Problem description >>
The response must consist of the records below, copied exactly.

Stored records
%%
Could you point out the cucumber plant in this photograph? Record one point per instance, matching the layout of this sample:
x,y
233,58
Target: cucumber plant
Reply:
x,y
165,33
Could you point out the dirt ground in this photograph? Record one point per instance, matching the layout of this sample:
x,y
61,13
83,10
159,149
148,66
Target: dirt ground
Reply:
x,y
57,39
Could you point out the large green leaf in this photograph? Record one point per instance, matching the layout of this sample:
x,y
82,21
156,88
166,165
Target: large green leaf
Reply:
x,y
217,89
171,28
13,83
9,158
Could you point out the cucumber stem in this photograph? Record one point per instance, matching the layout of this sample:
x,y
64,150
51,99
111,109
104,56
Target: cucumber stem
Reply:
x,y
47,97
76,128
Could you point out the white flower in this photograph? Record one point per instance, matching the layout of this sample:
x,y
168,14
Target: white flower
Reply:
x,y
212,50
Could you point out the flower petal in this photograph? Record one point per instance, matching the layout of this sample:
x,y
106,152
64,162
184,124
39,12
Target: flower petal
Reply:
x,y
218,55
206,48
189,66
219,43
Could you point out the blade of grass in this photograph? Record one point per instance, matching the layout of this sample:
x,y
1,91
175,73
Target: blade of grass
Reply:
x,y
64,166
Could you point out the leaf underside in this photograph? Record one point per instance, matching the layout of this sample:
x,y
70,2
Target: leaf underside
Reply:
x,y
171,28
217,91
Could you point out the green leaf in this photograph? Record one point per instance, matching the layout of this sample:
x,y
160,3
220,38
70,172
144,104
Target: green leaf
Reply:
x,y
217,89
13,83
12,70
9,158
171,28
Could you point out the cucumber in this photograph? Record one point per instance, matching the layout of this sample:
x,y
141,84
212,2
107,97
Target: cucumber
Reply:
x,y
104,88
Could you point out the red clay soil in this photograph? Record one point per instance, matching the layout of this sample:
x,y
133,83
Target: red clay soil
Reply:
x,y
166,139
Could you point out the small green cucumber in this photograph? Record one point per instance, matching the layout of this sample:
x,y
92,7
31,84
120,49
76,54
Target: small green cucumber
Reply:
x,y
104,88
%%
Answer box >>
Could you point out the cucumber plant in this photograph? Record one point per instance, matching the layout of this sample:
x,y
233,58
Target: cucumber plant
Reply:
x,y
165,33
Could you point out the dirt ground in this photograph? Record one point per instance, matching the layout of this sample:
x,y
61,13
83,10
159,149
148,66
Target: dirt ground
Reply:
x,y
57,39
Could you point out the large green leaf in this photograph? Record one point per instance, matching the layout of this sample:
x,y
82,21
156,88
166,165
Target: large green leaf
Reply:
x,y
217,89
171,28
13,83
9,158
Could you point out the cucumber stem in this photograph? Record one point per instance, matching the layout of this sample:
x,y
64,150
51,99
111,109
104,56
Target: cucumber stem
Reply:
x,y
47,97
76,128
Could you point out the white flower in this photograph? Record one point per instance, matching the layout of this sample:
x,y
168,14
Target: white flower
Reply:
x,y
212,50
Could you point out the flower petal in this photograph? Record one point per instance, matching the layout of this sample:
x,y
106,152
64,162
184,124
39,12
Target: flower petal
Reply:
x,y
218,55
206,48
189,66
219,43
Could you point out the blade of grass in this photograph? Record one point per instance, matching the layout of this sample:
x,y
1,91
175,73
Target: blade of grass
Reply:
x,y
64,166
Could you point out the leaf underside in this photograph? Record one point per instance, matching the layout of this sample:
x,y
70,2
Target: leaf underside
Reply:
x,y
171,28
217,91
Could you point out the green leaf in this photograph? Record one point per instance, matching the layout of this sample:
x,y
160,3
220,38
70,172
144,104
Target: green leaf
Reply:
x,y
217,89
13,83
12,70
9,158
171,28
Could you point out the cucumber in this photograph? Record one point per instance, matching the layout of this sample:
x,y
141,84
212,2
107,97
Target: cucumber
Reply:
x,y
104,88
Could you point out the red clay soil in this photograph? Record one point per instance, matching the layout of this sample:
x,y
133,83
Target: red clay soil
Reply:
x,y
166,139
Could you point out the small green cucumber in this photograph? Record one point per instance, matching the layout of this sample:
x,y
92,7
31,84
120,49
76,54
Target: small green cucumber
Reply:
x,y
104,88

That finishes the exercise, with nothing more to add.